#### Нужно сделать
Пожалуйста, перепишите в виде JSON-массива строк часть списка ниже, начиная со строки с «[pin] glowing street» и до конца списка включительно. Каждой строке соответствует одна строка массива, пустые строки пропустите.

----- Исходный список

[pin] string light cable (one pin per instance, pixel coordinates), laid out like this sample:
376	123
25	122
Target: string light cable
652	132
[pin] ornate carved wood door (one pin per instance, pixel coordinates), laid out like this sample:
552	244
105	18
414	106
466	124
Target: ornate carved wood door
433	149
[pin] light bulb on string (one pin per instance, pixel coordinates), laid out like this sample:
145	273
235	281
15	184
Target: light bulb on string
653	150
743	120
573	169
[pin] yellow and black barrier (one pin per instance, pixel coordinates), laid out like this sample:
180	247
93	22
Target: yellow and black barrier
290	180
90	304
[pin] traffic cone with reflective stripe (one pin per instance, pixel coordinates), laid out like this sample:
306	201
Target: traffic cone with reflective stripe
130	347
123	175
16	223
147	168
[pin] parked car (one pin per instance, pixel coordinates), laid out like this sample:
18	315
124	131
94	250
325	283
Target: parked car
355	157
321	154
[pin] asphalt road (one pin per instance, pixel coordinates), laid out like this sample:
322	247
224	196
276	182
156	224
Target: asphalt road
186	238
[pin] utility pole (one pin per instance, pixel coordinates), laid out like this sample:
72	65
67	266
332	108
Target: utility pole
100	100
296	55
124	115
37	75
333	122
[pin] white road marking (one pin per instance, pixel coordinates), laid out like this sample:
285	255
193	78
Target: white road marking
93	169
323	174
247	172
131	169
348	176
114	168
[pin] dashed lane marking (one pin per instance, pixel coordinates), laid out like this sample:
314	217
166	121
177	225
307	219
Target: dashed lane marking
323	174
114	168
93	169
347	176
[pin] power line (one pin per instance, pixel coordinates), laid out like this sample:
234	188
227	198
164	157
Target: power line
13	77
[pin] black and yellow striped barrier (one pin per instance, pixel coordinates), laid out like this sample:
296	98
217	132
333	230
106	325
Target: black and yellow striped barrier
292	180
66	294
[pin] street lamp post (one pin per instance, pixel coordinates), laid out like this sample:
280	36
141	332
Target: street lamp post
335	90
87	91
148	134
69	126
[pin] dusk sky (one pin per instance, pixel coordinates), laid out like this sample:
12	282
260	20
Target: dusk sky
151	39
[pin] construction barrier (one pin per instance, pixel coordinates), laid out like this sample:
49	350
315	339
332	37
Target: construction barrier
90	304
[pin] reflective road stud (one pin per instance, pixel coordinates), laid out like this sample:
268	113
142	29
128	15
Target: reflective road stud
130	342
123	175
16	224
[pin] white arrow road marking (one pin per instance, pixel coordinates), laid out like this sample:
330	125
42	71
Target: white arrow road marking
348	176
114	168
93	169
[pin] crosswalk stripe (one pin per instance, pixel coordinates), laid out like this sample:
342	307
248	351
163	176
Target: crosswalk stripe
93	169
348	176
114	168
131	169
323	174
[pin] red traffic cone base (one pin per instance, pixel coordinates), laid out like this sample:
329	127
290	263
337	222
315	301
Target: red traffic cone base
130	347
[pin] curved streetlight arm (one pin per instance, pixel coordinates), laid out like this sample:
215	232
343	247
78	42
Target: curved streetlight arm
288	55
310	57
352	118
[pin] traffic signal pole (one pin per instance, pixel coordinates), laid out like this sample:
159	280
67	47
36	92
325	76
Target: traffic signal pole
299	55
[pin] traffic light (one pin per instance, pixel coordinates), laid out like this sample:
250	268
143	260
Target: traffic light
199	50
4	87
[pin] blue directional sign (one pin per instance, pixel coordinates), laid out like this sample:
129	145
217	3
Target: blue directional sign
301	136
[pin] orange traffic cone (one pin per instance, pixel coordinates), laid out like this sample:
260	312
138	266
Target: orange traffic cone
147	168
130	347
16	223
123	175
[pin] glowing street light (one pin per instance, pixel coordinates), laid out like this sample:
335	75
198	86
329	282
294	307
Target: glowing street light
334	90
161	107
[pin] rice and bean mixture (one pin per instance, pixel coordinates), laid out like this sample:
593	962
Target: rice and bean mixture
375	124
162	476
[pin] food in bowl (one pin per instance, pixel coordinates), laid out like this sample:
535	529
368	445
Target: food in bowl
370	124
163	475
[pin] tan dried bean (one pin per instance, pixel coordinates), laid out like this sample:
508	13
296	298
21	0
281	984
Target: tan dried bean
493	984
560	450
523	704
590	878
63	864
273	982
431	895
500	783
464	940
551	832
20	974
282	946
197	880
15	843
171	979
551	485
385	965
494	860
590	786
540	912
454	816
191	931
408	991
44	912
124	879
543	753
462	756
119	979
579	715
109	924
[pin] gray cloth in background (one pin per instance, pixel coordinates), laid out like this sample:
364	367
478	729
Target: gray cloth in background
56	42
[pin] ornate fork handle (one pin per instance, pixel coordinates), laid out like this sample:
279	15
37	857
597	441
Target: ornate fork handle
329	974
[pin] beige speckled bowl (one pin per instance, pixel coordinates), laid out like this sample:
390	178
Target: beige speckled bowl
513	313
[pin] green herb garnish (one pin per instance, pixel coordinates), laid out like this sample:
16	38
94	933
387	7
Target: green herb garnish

----------

#### Ответ
[
  "[pin] glowing street light (one pin per instance, pixel coordinates), laid out like this sample:",
  "335\t75",
  "198\t86",
  "329\t282",
  "294\t307",
  "Target: glowing street light",
  "334\t90",
  "161\t107",
  "[pin] rice and bean mixture (one pin per instance, pixel coordinates), laid out like this sample:",
  "593\t962",
  "Target: rice and bean mixture",
  "375\t124",
  "162\t476",
  "[pin] food in bowl (one pin per instance, pixel coordinates), laid out like this sample:",
  "535\t529",
  "368\t445",
  "Target: food in bowl",
  "370\t124",
  "163\t475",
  "[pin] tan dried bean (one pin per instance, pixel coordinates), laid out like this sample:",
  "508\t13",
  "296\t298",
  "21\t0",
  "281\t984",
  "Target: tan dried bean",
  "493\t984",
  "560\t450",
  "523\t704",
  "590\t878",
  "63\t864",
  "273\t982",
  "431\t895",
  "500\t783",
  "464\t940",
  "551\t832",
  "20\t974",
  "282\t946",
  "197\t880",
  "15\t843",
  "171\t979",
  "551\t485",
  "385\t965",
  "494\t860",
  "590\t786",
  "540\t912",
  "454\t816",
  "191\t931",
  "408\t991",
  "44\t912",
  "124\t879",
  "543\t753",
  "462\t756",
  "119\t979",
  "579\t715",
  "109\t924",
  "[pin] gray cloth in background (one pin per instance, pixel coordinates), laid out like this sample:",
  "364\t367",
  "478\t729",
  "Target: gray cloth in background",
  "56\t42",
  "[pin] ornate fork handle (one pin per instance, pixel coordinates), laid out like this sample:",
  "279\t15",
  "37\t857",
  "597\t441",
  "Target: ornate fork handle",
  "329\t974",
  "[pin] beige speckled bowl (one pin per instance, pixel coordinates), laid out like this sample:",
  "390\t178",
  "Target: beige speckled bowl",
  "513\t313",
  "[pin] green herb garnish (one pin per instance, pixel coordinates), laid out like this sample:",
  "16\t38",
  "94\t933",
  "387\t7",
  "Target: green herb garnish"
]